= 1997 Cheltenham Gold Cup =

1997 horse race

The 1997 Cheltenham Gold Cup was a horse race which took place at Cheltenham on Thursday 13 March 1997. It was the 70th running of the Cheltenham Gold Cup, and it was won by Mr Mulligan. The winner was ridden by Tony McCoy and trained by Noel Chance. The pre-race favourite Imperial Call pulled-up before fence 18.

McCoy's victory completed a big-race double, as he had also ridden the winner of the Champion Hurdle two days earlier.

_Task list_
**1)** Render this sentence from the Cheltenham Gold Cup text into French: "The winner was ridden by Tony McCoy and trained by Noel Chance."
**2)** Rewrite the passage of the Cheltenham Gold Cup text starting at "The 1997 Cheltenham" and ending at "before fence 18.", renaming "horse race" as "steeplechase".
**3)** Summarize the Cheltenham Gold Cup text in two sentences.

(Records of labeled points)
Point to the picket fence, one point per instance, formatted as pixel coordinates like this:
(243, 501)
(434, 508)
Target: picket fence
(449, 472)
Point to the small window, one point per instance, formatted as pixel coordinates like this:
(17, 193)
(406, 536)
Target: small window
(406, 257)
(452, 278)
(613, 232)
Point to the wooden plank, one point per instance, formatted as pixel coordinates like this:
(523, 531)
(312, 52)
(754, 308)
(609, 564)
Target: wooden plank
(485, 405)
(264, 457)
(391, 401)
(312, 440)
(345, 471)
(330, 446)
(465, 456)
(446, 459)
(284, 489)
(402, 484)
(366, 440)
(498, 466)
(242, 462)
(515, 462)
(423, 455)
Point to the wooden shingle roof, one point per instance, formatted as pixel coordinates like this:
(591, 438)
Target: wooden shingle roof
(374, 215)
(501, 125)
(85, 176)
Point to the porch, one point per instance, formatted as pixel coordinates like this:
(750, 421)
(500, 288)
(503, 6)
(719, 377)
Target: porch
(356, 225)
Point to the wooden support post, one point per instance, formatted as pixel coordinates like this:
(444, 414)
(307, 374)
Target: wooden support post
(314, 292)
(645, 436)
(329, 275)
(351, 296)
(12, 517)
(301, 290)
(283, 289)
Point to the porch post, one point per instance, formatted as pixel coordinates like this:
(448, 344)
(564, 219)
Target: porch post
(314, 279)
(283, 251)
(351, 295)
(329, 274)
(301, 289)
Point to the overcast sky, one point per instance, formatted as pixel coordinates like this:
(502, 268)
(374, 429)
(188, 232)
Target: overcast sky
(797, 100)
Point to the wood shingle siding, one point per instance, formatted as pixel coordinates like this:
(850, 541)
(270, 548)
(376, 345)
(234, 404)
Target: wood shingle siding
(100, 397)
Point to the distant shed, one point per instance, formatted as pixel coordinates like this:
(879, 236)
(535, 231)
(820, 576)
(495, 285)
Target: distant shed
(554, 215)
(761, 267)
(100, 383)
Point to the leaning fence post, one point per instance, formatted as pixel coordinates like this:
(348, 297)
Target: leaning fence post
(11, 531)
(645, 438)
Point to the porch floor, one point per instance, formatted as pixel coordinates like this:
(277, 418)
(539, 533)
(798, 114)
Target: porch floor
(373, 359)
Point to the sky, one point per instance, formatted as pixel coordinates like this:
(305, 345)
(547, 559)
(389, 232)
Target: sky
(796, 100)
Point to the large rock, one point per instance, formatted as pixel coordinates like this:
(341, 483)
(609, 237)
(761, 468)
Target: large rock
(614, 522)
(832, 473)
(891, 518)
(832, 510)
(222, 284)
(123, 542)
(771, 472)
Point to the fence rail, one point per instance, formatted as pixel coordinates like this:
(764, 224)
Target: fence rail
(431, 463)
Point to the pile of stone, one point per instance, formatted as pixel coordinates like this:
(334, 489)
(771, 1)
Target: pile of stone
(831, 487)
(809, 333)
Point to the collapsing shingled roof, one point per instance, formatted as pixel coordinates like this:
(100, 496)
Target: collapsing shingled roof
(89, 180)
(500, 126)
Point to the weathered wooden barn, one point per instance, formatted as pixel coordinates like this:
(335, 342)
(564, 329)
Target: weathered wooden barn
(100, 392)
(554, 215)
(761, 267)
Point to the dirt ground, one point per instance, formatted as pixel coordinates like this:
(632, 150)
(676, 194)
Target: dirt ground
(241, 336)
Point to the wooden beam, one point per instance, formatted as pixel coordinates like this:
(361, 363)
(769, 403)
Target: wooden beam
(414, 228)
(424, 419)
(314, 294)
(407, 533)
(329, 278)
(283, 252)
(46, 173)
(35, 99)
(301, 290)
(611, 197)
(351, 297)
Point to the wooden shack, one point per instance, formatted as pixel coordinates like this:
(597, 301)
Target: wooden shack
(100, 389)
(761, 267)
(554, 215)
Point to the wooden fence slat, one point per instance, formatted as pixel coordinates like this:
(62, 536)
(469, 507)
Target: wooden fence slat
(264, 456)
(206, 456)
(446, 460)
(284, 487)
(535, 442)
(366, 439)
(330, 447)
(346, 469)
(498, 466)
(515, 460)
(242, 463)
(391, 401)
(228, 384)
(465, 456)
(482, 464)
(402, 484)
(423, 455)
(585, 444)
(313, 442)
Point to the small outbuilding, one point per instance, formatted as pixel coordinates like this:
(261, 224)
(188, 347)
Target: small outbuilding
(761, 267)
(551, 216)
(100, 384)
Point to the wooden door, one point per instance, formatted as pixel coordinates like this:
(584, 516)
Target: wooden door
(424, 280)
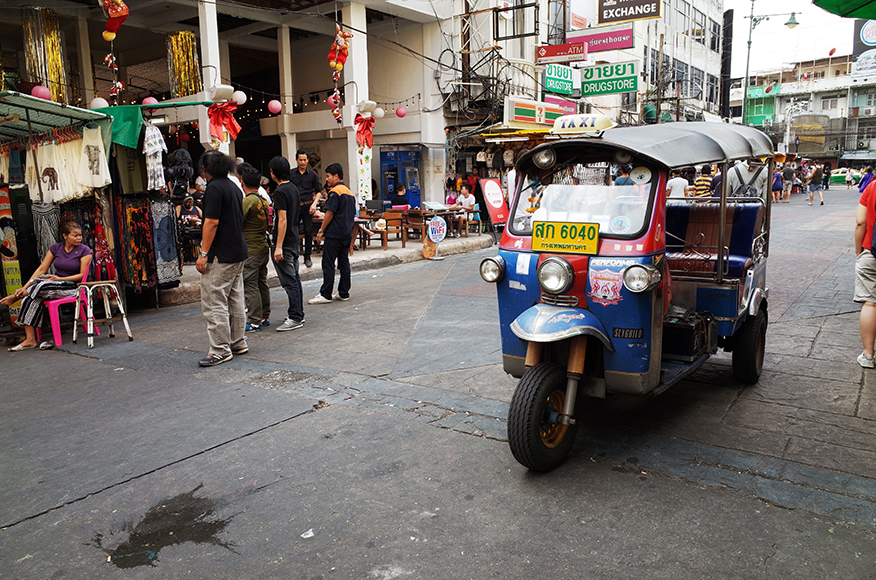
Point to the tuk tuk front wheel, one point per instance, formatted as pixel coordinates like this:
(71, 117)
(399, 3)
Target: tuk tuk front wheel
(748, 351)
(538, 441)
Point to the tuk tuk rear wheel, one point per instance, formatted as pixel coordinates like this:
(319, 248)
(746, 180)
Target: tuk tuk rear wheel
(748, 351)
(537, 440)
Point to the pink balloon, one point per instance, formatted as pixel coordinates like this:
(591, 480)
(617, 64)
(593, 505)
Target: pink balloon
(41, 92)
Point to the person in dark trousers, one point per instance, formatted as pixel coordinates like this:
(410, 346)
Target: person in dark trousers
(336, 234)
(307, 182)
(286, 216)
(220, 261)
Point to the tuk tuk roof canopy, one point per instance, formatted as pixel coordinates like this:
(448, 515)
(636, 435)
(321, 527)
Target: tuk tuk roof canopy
(679, 145)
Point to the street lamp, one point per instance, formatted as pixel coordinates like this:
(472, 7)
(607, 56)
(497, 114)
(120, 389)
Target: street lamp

_Outputs by task_
**1)** Le vainqueur était monté par Tony McCoy et entraîné par Noel Chance.

**2)**
The 1997 Cheltenham Gold Cup was a steeplechase which took place at Cheltenham on Thursday 13 March 1997. It was the 70th running of the Cheltenham Gold Cup, and it was won by Mr Mulligan. The winner was ridden by Tony McCoy and trained by Noel Chance. The pre-race favourite Imperial Call pulled-up before fence 18.

**3)** The 70th Cheltenham Gold Cup, run at Cheltenham on Thursday 13 March 1997, was won by Mr Mulligan, ridden by Tony McCoy and trained by Noel Chance, while the pre-race favorite Imperial Call pulled up before fence 18. The victory completed a big-race double for McCoy, who had also ridden the winner of the Champion Hurdle two days earlier.